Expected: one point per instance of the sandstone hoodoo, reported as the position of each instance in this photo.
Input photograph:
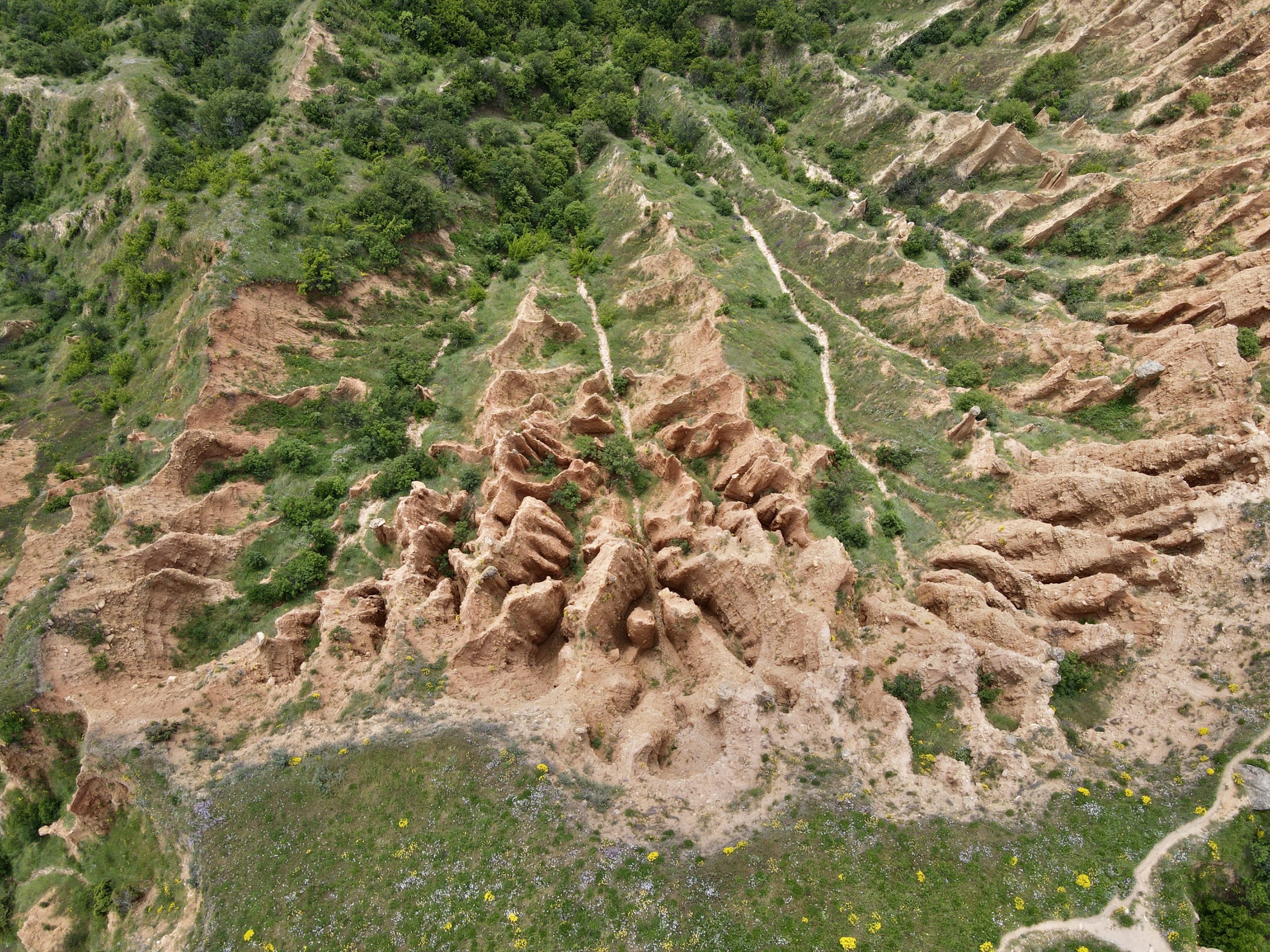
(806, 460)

__________

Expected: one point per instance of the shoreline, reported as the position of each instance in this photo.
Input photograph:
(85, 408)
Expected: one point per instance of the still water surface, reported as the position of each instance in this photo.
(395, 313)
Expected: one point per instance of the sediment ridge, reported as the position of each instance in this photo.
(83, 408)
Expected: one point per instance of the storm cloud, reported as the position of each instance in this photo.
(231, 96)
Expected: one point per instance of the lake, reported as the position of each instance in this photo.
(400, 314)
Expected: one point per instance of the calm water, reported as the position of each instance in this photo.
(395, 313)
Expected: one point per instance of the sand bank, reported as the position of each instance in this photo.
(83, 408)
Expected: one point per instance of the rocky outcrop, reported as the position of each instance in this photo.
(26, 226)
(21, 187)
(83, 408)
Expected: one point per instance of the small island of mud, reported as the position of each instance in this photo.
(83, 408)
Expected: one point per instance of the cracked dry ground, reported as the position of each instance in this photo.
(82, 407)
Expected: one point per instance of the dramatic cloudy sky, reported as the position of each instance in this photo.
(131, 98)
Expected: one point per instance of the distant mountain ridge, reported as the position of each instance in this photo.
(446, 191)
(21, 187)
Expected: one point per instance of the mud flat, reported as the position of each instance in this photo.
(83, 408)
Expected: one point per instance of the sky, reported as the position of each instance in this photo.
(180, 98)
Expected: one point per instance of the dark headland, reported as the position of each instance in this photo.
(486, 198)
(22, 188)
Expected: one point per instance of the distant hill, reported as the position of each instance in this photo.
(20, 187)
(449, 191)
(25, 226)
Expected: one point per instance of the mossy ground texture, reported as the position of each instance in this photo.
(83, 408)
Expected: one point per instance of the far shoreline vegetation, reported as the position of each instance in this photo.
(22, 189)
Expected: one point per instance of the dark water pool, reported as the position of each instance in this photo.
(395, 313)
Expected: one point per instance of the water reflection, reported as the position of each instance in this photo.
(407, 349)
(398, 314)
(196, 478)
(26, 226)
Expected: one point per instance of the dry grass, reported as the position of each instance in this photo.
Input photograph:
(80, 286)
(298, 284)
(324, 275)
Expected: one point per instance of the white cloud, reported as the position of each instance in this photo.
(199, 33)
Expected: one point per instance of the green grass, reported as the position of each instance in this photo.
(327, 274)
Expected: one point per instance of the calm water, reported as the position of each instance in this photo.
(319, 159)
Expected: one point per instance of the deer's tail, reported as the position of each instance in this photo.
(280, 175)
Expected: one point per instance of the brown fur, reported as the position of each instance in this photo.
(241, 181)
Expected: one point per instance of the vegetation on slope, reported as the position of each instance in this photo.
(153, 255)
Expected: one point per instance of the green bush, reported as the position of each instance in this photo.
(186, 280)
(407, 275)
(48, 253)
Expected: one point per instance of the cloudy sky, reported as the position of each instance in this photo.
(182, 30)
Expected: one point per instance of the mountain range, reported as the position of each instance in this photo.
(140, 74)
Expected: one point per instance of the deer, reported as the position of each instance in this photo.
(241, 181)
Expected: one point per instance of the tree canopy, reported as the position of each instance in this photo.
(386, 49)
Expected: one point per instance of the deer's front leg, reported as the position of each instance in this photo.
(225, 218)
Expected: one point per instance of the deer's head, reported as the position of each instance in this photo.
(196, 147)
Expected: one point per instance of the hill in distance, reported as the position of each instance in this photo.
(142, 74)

__________

Task objective:
Which lines of the records contain the word "dark"? Gather each one, matching case exactly.

Result for this exercise:
Expected: one point per instance of the dark headland, reported as the position of each instance in this photo.
Expected: one point per instance of the dark water pool, reported as the position of each instance in this photo.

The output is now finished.